Task item: Restate word for word only the lines running from the one with "Target: black garden hose" to the end of the data, both ends included. Omit any pictures.

*** Data for this exercise ***

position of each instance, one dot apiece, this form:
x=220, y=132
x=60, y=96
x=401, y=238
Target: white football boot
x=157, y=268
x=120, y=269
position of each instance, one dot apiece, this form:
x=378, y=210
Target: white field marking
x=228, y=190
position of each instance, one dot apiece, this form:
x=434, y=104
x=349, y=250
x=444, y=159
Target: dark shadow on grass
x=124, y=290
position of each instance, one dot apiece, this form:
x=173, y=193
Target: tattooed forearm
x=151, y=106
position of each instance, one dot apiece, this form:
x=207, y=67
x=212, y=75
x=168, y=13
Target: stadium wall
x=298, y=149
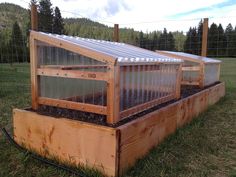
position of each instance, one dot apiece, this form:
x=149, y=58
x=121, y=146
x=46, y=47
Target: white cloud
x=136, y=13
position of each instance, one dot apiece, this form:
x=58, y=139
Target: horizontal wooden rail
x=74, y=66
x=144, y=106
x=73, y=105
x=191, y=68
x=190, y=82
x=101, y=76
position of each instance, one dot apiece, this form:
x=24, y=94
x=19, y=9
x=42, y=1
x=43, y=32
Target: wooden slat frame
x=191, y=68
x=190, y=83
x=144, y=106
x=113, y=95
x=73, y=47
x=103, y=76
x=89, y=75
x=73, y=105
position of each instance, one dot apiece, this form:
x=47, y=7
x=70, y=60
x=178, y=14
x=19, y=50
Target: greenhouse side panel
x=138, y=137
x=68, y=141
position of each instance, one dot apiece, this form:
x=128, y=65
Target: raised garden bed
x=111, y=149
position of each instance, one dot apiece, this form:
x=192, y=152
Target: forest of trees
x=221, y=42
x=14, y=37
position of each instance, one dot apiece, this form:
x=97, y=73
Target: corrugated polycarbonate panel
x=196, y=57
x=140, y=84
x=50, y=55
x=76, y=90
x=123, y=52
x=211, y=74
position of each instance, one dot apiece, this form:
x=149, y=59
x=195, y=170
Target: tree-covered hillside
x=10, y=13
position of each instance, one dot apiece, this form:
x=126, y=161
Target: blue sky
x=148, y=15
x=220, y=5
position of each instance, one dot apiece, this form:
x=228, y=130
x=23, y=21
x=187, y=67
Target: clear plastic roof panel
x=196, y=57
x=123, y=53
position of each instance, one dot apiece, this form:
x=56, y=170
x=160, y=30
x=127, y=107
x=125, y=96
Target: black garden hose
x=35, y=156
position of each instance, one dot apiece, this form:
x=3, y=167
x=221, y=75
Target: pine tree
x=58, y=25
x=45, y=16
x=212, y=40
x=17, y=44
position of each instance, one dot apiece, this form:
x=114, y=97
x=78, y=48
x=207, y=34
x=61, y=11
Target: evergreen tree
x=17, y=44
x=45, y=16
x=222, y=42
x=230, y=48
x=212, y=40
x=58, y=25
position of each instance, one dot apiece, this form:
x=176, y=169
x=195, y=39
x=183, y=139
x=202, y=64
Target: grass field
x=205, y=147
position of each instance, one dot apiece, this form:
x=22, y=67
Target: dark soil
x=101, y=119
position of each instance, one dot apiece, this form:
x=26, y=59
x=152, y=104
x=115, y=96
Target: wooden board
x=140, y=136
x=69, y=141
x=110, y=150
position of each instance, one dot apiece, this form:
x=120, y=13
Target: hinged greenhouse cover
x=111, y=79
x=120, y=52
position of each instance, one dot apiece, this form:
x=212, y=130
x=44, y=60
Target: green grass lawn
x=205, y=147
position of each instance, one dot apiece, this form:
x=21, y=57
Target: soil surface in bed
x=101, y=119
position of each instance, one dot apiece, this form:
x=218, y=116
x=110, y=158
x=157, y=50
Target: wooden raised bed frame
x=110, y=150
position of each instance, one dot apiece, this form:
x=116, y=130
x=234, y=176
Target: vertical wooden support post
x=218, y=72
x=178, y=82
x=202, y=75
x=204, y=37
x=34, y=17
x=33, y=58
x=33, y=69
x=116, y=33
x=113, y=95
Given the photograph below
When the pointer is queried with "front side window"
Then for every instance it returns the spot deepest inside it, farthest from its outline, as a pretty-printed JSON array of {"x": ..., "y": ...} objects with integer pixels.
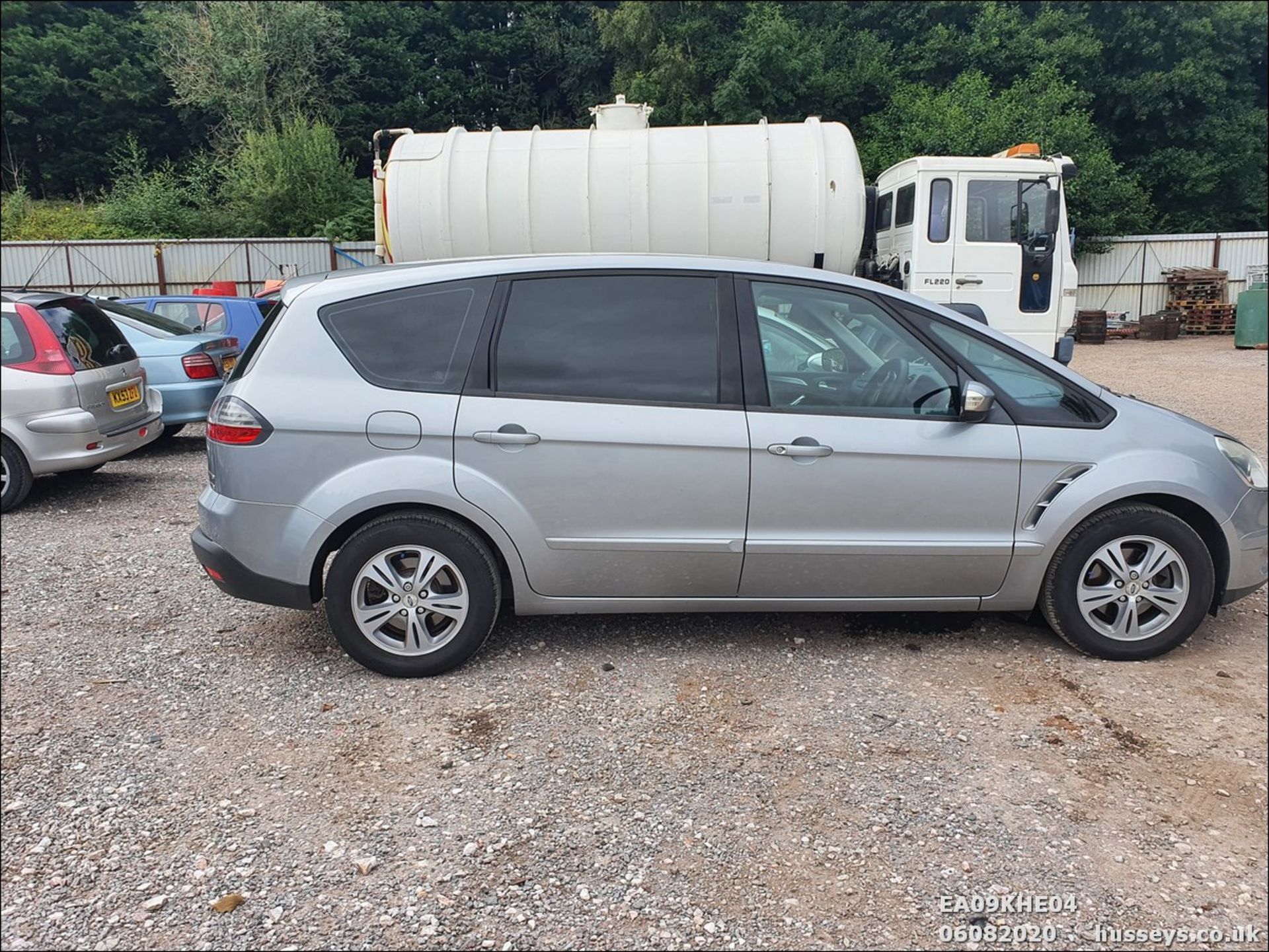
[
  {"x": 905, "y": 205},
  {"x": 885, "y": 207},
  {"x": 941, "y": 211},
  {"x": 637, "y": 338},
  {"x": 410, "y": 339},
  {"x": 831, "y": 351},
  {"x": 1037, "y": 397},
  {"x": 991, "y": 208}
]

*** End of Data for this exercise ***

Reply to the task:
Target: black garden hose
x=35, y=156
position of each instance, one dot apiece, this form:
x=3, y=167
x=221, y=75
Target: pine tree
x=58, y=25
x=45, y=16
x=212, y=40
x=17, y=44
position of each instance, one dot apiece, this form:
x=114, y=97
x=78, y=48
x=207, y=34
x=61, y=11
Target: evergreen tree
x=17, y=44
x=45, y=16
x=222, y=42
x=230, y=48
x=212, y=40
x=58, y=25
position of each instance, one dot apiece, this form:
x=176, y=169
x=195, y=39
x=183, y=139
x=202, y=64
Target: grass field
x=205, y=147
position of each instance, one dot apiece, this form:
x=22, y=67
Target: dark soil
x=101, y=119
position of each instance, one dot apiece, this form:
x=26, y=59
x=152, y=104
x=115, y=96
Target: wooden board
x=140, y=136
x=69, y=141
x=110, y=150
position of each instance, one dot apiece, this form:
x=120, y=13
Target: hinged greenhouse cover
x=111, y=79
x=120, y=52
position of each instance, one dot apiece, this form:
x=212, y=130
x=44, y=60
Target: green grass lawn
x=205, y=147
position of each instance, one dot apiece, this form:
x=21, y=57
Target: soil surface in bed
x=101, y=119
position of each instance, one dot apiece, this form:
x=218, y=116
x=110, y=158
x=157, y=50
Target: wooden raised bed frame
x=110, y=150
position of each instance, one dot apiece, this form:
x=116, y=130
x=234, y=176
Target: vertical wooden support post
x=218, y=72
x=178, y=82
x=202, y=75
x=204, y=37
x=34, y=17
x=33, y=58
x=33, y=69
x=116, y=33
x=113, y=95
Given the photograph below
When the pointer is queried with "front side window"
Then for every instance it returns the spot deepest inside it, farthest from its outline, as a pretty-printed JSON array of {"x": ..., "y": ...} objects with integer pixels.
[
  {"x": 905, "y": 205},
  {"x": 885, "y": 207},
  {"x": 941, "y": 211},
  {"x": 637, "y": 338},
  {"x": 410, "y": 339},
  {"x": 831, "y": 351},
  {"x": 1037, "y": 397},
  {"x": 991, "y": 208}
]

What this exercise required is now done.